▸ TO DO:
[1] Answer these questions about the column on Hong Kong's property market:
(a) Which prize does the column say Bob Dylan became the only songwriter to be awarded?
(b) How many home buyers walked away from deposits last year?
(c) What was the usual size of each of those defaults?
[2] Duplicate the column on Hong Kong's property market from "Even Hong Kong, with" up to and including "and depress values.".
[3] Pick up the column on Hong Kong's property market after its final sentence and continue it.

▸ EXTRACT PROVIDED:
As events relentlessly remind us, we live in unpredictable times.
The new movie A Complete Unknown about American legend Bob Dylan (who in 2016 at the age of 76 became the only songwriter to be awarded the Nobel Prize for Literature) brought back youthful memories of his famous songs like Blowin’ in the Wind and The Times They Are a-Changin’, with the lyrics: “The battle outside ragin’/Will soon shake your windows/And rattle your windows/For the times they are a-changin.”
Even Hong Kong, with its famed ability to bounce back from economic hard times, has struggled to regain its crown.
Our property market, which had dominated the prosperity of citizens, businesses and the administration for 50 years, continues to languish in the windless doldrums.
It’s not gratifying when home buyers walk away from deposits but 449 hopeful buyers did so last year, a 75 percent increase.
The defaults were not large (usually about HK$100,000 each) but the fact they happened at all indicates falling prices and heralds a lack of confidence.
Confidence – that magical yet elusive ingredient! Without it, the property market can, I fear, only weaken and leave us to pray a downward spiral doesn’t take hold.
Developers and agents talk about perilous “structural changes” that shake the market’s foundations and depress values.
Office rentals slowly slide downhill, leaving people to ask “when will it end, when will things bounce back?”
Even governments are struggling, not just here but almost everywhere.
The US government’s debts have grown stratospherically as have those of many other nations.
Even Hong Kong’s once replete coffers of cash reserves have dwindled in recent years. Financial Secretary Paul Chan Mo-po doggedly fights back as robustly as he can, doing his sterling best as he pulls out all the stops of the economic organ that he is the master of.
Projects have been put on hold, further cost cutting is on its way, bonds have been issued, and multiple overseas promotions of Hong Kong are afoot. But the crucial big cash cow of Hong Kong’s golden days, land sales and property, refuses to budge meaningfully.

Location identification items
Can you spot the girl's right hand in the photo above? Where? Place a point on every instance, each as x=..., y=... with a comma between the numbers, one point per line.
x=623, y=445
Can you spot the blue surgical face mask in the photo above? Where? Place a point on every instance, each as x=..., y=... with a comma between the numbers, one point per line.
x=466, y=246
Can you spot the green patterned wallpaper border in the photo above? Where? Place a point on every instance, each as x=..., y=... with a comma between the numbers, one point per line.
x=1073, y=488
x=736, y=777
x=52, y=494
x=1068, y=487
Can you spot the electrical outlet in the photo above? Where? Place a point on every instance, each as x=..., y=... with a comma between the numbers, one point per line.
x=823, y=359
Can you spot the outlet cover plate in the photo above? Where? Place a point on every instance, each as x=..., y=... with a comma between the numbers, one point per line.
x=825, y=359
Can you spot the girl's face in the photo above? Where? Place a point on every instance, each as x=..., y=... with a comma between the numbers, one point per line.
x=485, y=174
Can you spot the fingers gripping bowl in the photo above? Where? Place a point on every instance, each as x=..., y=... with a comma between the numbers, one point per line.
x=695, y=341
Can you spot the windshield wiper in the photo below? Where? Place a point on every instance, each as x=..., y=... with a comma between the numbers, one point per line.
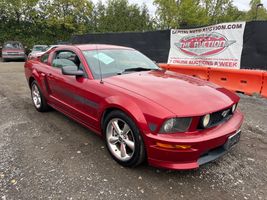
x=135, y=69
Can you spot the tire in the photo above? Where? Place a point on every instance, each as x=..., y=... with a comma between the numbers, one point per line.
x=126, y=147
x=38, y=99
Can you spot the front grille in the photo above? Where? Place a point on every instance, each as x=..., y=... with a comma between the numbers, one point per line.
x=217, y=118
x=13, y=53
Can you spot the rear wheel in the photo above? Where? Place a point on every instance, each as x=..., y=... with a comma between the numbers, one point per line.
x=123, y=139
x=38, y=99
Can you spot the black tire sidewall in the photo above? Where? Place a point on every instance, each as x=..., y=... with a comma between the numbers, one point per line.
x=139, y=152
x=43, y=106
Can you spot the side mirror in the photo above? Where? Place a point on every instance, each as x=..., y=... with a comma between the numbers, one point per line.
x=72, y=71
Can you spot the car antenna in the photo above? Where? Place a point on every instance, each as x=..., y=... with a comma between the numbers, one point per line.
x=99, y=65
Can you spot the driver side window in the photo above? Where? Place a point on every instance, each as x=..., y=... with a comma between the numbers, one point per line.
x=66, y=58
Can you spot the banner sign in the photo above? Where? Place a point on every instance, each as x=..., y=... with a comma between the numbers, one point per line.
x=213, y=46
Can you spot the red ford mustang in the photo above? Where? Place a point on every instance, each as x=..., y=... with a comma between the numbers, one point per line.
x=143, y=112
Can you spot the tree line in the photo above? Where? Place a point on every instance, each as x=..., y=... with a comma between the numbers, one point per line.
x=50, y=21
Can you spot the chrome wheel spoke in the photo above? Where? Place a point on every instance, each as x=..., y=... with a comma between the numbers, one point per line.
x=123, y=150
x=113, y=139
x=120, y=139
x=129, y=143
x=116, y=126
x=125, y=129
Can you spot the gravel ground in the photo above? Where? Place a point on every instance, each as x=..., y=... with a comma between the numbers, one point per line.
x=48, y=156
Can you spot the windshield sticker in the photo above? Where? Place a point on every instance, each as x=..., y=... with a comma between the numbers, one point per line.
x=104, y=58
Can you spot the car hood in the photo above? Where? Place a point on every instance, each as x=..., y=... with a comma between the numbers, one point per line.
x=181, y=94
x=12, y=50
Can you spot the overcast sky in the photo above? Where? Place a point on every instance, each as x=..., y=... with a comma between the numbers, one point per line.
x=241, y=4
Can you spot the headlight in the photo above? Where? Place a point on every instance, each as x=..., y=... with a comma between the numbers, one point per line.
x=205, y=121
x=234, y=108
x=174, y=125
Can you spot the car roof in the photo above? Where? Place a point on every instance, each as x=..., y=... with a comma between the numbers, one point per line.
x=11, y=42
x=85, y=47
x=40, y=45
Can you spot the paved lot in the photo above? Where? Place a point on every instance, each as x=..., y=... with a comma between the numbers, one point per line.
x=48, y=156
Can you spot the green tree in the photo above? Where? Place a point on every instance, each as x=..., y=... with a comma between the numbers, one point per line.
x=119, y=16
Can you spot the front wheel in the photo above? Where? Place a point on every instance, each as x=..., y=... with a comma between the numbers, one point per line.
x=38, y=99
x=123, y=139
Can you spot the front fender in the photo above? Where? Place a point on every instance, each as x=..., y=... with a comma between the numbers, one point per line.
x=128, y=106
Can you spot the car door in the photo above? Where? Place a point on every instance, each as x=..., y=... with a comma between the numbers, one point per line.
x=69, y=93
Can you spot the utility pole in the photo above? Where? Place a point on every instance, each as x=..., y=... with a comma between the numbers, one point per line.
x=257, y=7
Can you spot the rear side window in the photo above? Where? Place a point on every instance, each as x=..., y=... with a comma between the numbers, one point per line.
x=44, y=58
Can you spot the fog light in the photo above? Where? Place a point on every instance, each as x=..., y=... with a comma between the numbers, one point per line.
x=233, y=108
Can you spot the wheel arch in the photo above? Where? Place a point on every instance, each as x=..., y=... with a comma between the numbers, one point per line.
x=130, y=108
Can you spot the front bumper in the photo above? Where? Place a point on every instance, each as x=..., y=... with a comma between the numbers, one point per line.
x=206, y=145
x=14, y=57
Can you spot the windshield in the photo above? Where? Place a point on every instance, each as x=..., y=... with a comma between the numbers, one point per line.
x=13, y=45
x=117, y=61
x=39, y=48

▸ ANSWERS PER TASK:
[1]
(a) The Nobel Prize for Literature
(b) 449
(c) About HK$100,000

[2]
Even Hong Kong, with its famed ability to bounce back from economic hard times, has struggled to regain its crown.
Our property market, which had dominated the prosperity of citizens, businesses and the administration for 50 years, continues to languish in the windless doldrums.
It’s not gratifying when home buyers walk away from deposits but 449 hopeful buyers did so last year, a 75 percent increase.
The defaults were not large (usually about HK$100,000 each) but the fact they happened at all indicates falling prices and heralds a lack of confidence.
Confidence – that magical yet elusive ingredient! Without it, the property market can, I fear, only weaken and leave us to pray a downward spiral doesn’t take hold.
Developers and agents talk about perilous “structural changes” that shake the market’s foundations and depress values.

[3]
As for the revenue “earned” from bond sales, as shareholder activist David Webb nimbly pointed out, such revenue is in reality merely a loan that must be repaid with interest. I don’t envy Chan’s herculean task. He’s a brave man and we should all wish him well.
Nor can we take comfort in how so many other countries are grappling with economies that are also ailing.
Voters in Argentina, Italy, France, Austria, the Netherlands, United States, perhaps Canada and elsewhere are electing right-wing populists in the hopeful belief that their policies will reverse the drift toward poverty. The biggest populist of all, Donald Trump, has now regained the American presidency despite all his many faults.
His shock-and-awe philosophy seems to value money over morality. He may be slightly bonkers but as a New Yorker has said : “When you hire a plumber, you don’t care if he’s an adulterer. You just want him to fix the toilet.”
I suppose America is a special case.
Instead of the totally predictable Joe Biden, it now has the very unpredictable Trump. His return is certainly blunt proof of rude democracy in action. Anyone, even a lone ranger like Trump, who is at heart a businessman, can become America’s president. The preamble to the constitution states “We the people” and the people have spoken. But don’t worry, because the Constitution is there to restrain him.
As for the mainland, everyone awaits that long expected bounce back. Yet Hong Kong, it is agreed, cannot bounce back unless the mainland does so first.
A break in the economic clouds and a slim hint of sunlight is that the big three US banks, JPMorgan, Morgan Stanley and Bank of America, now all agree that recent economic measures taken by Beijing do amount to fundamental change.
Investment in domestic consumption is being prioritized. Yet I fear mainland consumers, just like their brethren here, will spend cautiously and it will be many years, if ever, before they spend-spend-spend with the carefree abandon of Americans.
Confidence, of course, is what we so badly need. Without confidence nobody wants to spend or invest. Restoring confidence is always a slow and tortuous experience. I fear our nervousness in a changing world is here to stay for some years yet.
Trump has told the world that America is back and intends to be once again disruptive, restless and all-powerful within its own hemisphere. Yes, the times are a-changin’ but not for the better as was the case in Dylan’s 1960s America.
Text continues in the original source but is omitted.